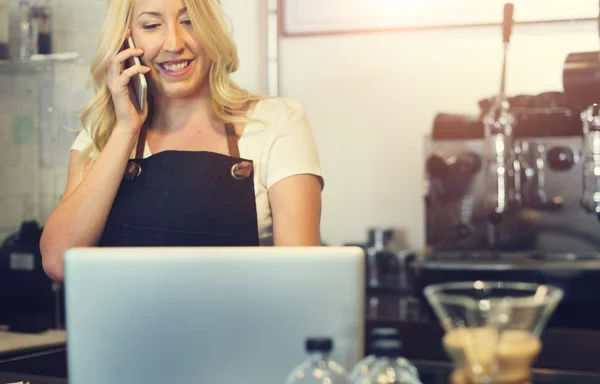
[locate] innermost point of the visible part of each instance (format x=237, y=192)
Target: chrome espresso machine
x=513, y=194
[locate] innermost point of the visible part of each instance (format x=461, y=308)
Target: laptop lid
x=209, y=315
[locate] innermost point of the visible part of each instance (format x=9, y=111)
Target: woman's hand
x=118, y=84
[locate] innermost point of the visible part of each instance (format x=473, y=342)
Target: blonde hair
x=208, y=19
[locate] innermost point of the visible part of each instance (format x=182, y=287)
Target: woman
x=205, y=164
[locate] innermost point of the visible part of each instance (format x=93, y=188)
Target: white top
x=281, y=147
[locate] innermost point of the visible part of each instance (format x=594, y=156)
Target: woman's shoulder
x=279, y=112
x=82, y=141
x=272, y=107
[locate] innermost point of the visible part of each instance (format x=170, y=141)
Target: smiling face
x=172, y=48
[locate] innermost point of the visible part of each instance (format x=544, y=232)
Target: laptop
x=209, y=315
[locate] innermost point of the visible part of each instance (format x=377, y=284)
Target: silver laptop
x=208, y=315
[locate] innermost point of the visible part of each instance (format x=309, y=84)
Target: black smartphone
x=138, y=84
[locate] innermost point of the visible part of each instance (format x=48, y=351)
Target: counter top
x=430, y=372
x=12, y=343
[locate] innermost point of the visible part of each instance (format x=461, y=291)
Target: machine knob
x=437, y=166
x=560, y=158
x=495, y=218
x=469, y=163
x=463, y=230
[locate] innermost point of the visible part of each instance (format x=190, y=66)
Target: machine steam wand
x=500, y=192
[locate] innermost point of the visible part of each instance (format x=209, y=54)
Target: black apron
x=185, y=198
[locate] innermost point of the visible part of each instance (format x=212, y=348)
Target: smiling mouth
x=175, y=67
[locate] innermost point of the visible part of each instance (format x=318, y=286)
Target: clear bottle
x=25, y=47
x=390, y=367
x=318, y=368
x=362, y=369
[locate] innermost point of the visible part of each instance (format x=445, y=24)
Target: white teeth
x=175, y=67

*THE PROBLEM*
Beginning with the line containing "(format x=461, y=291)", repeat each line of the listing above, exactly, through the last one, and stop there.

*WRITTEN ANSWER*
[locate] innermost point of the visible part of each instance (format x=461, y=291)
Target: machine knob
x=437, y=166
x=560, y=158
x=495, y=218
x=469, y=163
x=463, y=230
[locate] innermost point of the visible part of each instance (format x=190, y=66)
Target: machine steam wand
x=500, y=192
[locate] innermost point of the visible part of each instance (format x=209, y=54)
Target: black apron
x=185, y=198
[locate] innermost point of the visible part of each instance (format x=212, y=348)
Target: smiling mouth
x=175, y=67
[locate] innermost point of the visible part of each instance (format x=318, y=286)
Target: clear bottle
x=25, y=47
x=390, y=367
x=318, y=368
x=362, y=369
[locate] innermost point of the visible part of each instance (format x=445, y=24)
Target: white teeth
x=175, y=67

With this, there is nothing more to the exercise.